** Aim **
Return all of the material below unchanged, line for line, and leave the pictures out.

** Given data **
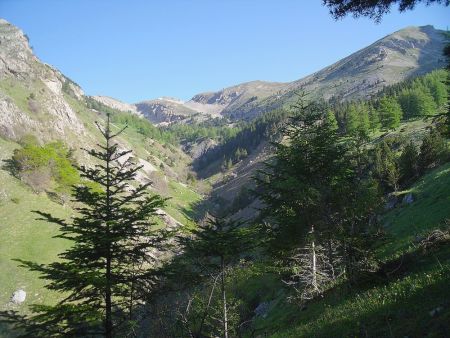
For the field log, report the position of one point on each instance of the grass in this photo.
(429, 210)
(400, 306)
(24, 237)
(181, 205)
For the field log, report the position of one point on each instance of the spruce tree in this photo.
(106, 271)
(213, 247)
(409, 163)
(390, 112)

** Response **
For the field log, report the position of one point on each instance of the grass in this photo.
(429, 210)
(400, 306)
(24, 237)
(181, 205)
For the field log, report the position of one point on each instance of the spruce tree in this photo.
(106, 271)
(213, 247)
(409, 163)
(390, 112)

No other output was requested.